> [REQUEST]: Reproduce every one of the following records verbatim, without any alteration.

Position identification records:

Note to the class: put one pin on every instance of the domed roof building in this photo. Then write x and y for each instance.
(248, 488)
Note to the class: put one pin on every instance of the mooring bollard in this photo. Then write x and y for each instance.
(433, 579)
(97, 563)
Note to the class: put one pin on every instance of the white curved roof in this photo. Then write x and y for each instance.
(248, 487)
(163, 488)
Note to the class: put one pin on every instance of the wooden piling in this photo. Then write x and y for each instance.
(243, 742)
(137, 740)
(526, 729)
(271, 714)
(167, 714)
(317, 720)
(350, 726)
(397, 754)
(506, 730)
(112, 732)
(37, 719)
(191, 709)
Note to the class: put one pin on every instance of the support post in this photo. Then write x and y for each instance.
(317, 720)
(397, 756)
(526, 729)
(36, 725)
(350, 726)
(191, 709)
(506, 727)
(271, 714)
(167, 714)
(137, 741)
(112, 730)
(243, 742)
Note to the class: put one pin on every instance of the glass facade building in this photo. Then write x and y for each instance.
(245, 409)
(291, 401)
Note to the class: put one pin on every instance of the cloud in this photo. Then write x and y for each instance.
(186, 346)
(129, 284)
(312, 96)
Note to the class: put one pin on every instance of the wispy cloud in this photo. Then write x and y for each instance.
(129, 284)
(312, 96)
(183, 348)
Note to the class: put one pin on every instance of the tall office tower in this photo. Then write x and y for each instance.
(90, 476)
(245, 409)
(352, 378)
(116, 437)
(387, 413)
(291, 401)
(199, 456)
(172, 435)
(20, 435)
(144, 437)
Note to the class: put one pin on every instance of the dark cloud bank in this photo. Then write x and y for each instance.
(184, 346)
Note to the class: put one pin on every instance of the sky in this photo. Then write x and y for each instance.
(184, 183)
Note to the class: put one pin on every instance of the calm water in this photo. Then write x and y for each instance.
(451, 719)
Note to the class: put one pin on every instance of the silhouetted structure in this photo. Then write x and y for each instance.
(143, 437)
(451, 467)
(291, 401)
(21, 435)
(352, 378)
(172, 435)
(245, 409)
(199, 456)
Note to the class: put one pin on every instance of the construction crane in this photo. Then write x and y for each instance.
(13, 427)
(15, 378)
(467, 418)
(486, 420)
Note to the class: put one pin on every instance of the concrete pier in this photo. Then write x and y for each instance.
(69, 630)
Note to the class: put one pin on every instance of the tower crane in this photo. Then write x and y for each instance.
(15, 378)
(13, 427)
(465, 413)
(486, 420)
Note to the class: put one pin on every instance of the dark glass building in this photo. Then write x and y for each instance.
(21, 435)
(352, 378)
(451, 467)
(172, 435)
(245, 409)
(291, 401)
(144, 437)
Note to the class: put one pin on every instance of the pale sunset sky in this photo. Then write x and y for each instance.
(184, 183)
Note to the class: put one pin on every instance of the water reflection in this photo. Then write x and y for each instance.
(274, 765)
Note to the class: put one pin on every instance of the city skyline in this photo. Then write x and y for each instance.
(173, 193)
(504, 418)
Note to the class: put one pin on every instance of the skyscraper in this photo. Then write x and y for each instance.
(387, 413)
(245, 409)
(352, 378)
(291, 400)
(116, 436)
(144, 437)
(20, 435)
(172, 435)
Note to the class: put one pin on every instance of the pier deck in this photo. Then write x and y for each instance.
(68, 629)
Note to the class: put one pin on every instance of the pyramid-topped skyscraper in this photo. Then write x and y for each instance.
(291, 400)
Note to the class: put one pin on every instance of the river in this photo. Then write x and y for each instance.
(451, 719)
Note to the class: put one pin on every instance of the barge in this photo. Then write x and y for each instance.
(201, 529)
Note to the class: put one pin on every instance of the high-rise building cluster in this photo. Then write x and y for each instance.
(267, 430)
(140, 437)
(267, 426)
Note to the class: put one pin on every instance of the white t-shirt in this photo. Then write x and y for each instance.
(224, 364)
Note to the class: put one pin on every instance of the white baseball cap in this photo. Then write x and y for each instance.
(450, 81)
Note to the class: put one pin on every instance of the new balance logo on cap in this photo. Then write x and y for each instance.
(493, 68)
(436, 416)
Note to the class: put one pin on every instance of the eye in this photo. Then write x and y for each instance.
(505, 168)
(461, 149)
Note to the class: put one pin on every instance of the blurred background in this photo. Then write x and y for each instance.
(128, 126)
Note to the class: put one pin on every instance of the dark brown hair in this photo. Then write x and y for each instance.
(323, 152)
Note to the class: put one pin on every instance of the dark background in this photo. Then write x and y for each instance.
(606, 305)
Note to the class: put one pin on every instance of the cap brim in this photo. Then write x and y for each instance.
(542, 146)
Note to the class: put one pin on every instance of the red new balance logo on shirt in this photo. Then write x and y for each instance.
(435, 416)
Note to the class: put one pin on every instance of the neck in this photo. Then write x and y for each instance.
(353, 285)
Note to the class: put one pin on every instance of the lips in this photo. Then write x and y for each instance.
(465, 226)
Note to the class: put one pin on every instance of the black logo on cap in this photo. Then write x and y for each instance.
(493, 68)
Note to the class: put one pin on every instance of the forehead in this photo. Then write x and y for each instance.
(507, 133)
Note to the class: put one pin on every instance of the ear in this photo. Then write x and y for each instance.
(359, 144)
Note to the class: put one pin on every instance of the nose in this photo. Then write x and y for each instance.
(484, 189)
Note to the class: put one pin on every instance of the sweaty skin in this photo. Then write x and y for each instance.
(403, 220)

> [SOLUTION FOR THIS TASK]:
Note to the class: put one pin on every instance of the domed roof building in this photo. Then write x and y for each instance.
(248, 488)
Note to the class: put one pin on every instance of the mooring bollard in this photo. Then write x and y for each instance.
(433, 579)
(97, 563)
Note to the class: put one pin on every instance of the white curved roof in this photo. Then write x and y for each instance.
(248, 487)
(163, 488)
Note to the class: put one pin on every instance of the wooden piling in this photo. Then write x and y for each instance.
(243, 742)
(137, 740)
(526, 729)
(271, 714)
(167, 714)
(317, 720)
(350, 726)
(397, 754)
(506, 730)
(112, 732)
(37, 719)
(191, 709)
Note to the class: put one pin on every instance of the support post in this photo. Then write x and y for each instance.
(317, 720)
(397, 756)
(526, 729)
(36, 725)
(350, 726)
(191, 709)
(506, 727)
(271, 714)
(167, 714)
(137, 741)
(112, 730)
(243, 742)
Note to the class: put one pin on every instance of the glass facade building in this photo. Then write x and y for each instance.
(245, 409)
(291, 401)
Note to the class: put one pin on every instance of the cloud in this photo. Then write x and y for each instance.
(186, 346)
(129, 284)
(312, 96)
Note to the class: put one pin on every instance of the wispy cloud in this photo. Then write x and y for each instance.
(129, 284)
(312, 96)
(183, 348)
Note to the class: put one pin on every instance of the tall office tower in this photo. Then write x and y for each instance.
(90, 476)
(245, 409)
(352, 378)
(116, 437)
(387, 413)
(291, 401)
(199, 456)
(172, 435)
(20, 435)
(144, 437)
Note to the class: put one pin on every instance of the dark cloud bank in this photo. Then write x and y for each instance.
(184, 346)
Note to the class: put one pin on every instance of the sky in this photo. Then write x and y for each instance.
(184, 183)
Note to the class: put one pin on every instance of the calm water in this photo. Then write x and y for each instance.
(451, 719)
Note to the class: put one pin on every instance of the silhouetted structure in this photo. Then write x and y for each instance.
(143, 437)
(451, 467)
(291, 401)
(21, 435)
(352, 378)
(172, 435)
(245, 409)
(199, 456)
Note to the class: put one pin on every instance of the construction crane in this photo. Then write x and y for each instance.
(13, 427)
(15, 378)
(467, 418)
(486, 420)
Note to the class: put one pin on every instance of the concrete pier in this photo. Then write x and y for each instance.
(69, 630)
Note to the class: put one pin on every instance of the tower crane in this photo. Then write x and y for each instance.
(15, 378)
(13, 427)
(465, 413)
(486, 420)
Note to the class: put one pin on every instance of the dark glass building in this photo. Then write x and y for each instance.
(21, 435)
(352, 378)
(451, 467)
(172, 435)
(245, 409)
(291, 401)
(144, 437)
Note to the class: put one pin on every instance of the pale sunset sky in this photo. Then write x and y for each instance.
(184, 183)
Note to the class: put one pin on every instance of the water reflection in this photo. Then write x and y for each instance.
(274, 765)
Note to the class: put one pin on every instance of the city skyline in this photo. Then write x and y for each instance.
(173, 193)
(504, 418)
Note to the class: put one pin on every instance of the skyscraper in this photo. Then write x and y for each instance.
(387, 413)
(245, 409)
(352, 378)
(291, 400)
(116, 436)
(144, 437)
(20, 435)
(172, 435)
Note to the class: put one pin on every instance of the pier deck in this photo. Then write x and y for each instance.
(68, 629)
Note to the class: put one pin on every instance of the pyramid-topped skyscraper in this photo. Then write x and y for each instance.
(291, 400)
Note to the class: put one pin on every instance of the river in this photo. Then write x and y for each instance.
(451, 719)
Note to the class: put one pin on every instance of the barge in this photo. Then write x and y for each instance.
(201, 529)
Note to the class: put one pin on every instance of the high-rise building cluster in this photo. Then write x and y for each instance.
(267, 430)
(140, 437)
(267, 426)
Note to the class: put one pin on every instance of the white t-shirt in this photo. Then write x and y for each instance.
(224, 364)
Note to the class: put one pin on every instance of the white baseball cap in this photo. Then write x and y for each instance.
(450, 81)
Note to the class: put one pin on every instance of the new balance logo on cap in this photo. Then write x and y for each instance.
(493, 68)
(436, 416)
Note to the class: put one pin on every instance of the eye in this photo. Then write x and y for each instance.
(505, 168)
(461, 149)
Note to the class: put one pin on every instance of the blurred background in this photo. Then write x and y for each instance.
(128, 126)
Note to the class: put one pin on every instance of the dark brown hair in this photo. Then write x and y for each instance.
(323, 152)
Note to the class: put one pin on every instance of the dark background in this photo. Then write x and y for each instance.
(606, 305)
Note to the class: put one pin on every instance of the cap brim in this photo. Then write x and y for each instance.
(542, 146)
Note to the class: put one pin on every instance of the red new balance logo on shirt in this photo. Then write x and y for each instance.
(435, 416)
Note to the class: put one pin on every instance of the neck in this photo. Then write x and y for each instance.
(353, 285)
Note to the class: put one pin on every instance of the lips in this photo. Then write x and y for each instance.
(465, 226)
Note to the class: put one pin on every instance of the black logo on cap in this photo. Then write x and y for each instance.
(493, 68)
Note to the class: put one pin on every instance of the forehead in this photo. Then write x and y for each instance.
(507, 133)
Note to the class: put one pin on every instance of the ear in this photo. Then write x and y for each instance.
(359, 144)
Note to the class: put one pin on every instance of the nose in this photo. Then write x and y for each instance.
(484, 189)
Note to the class: put one pin on every instance of the sweaty skin in this photo. Then write x and y for each instance.
(403, 220)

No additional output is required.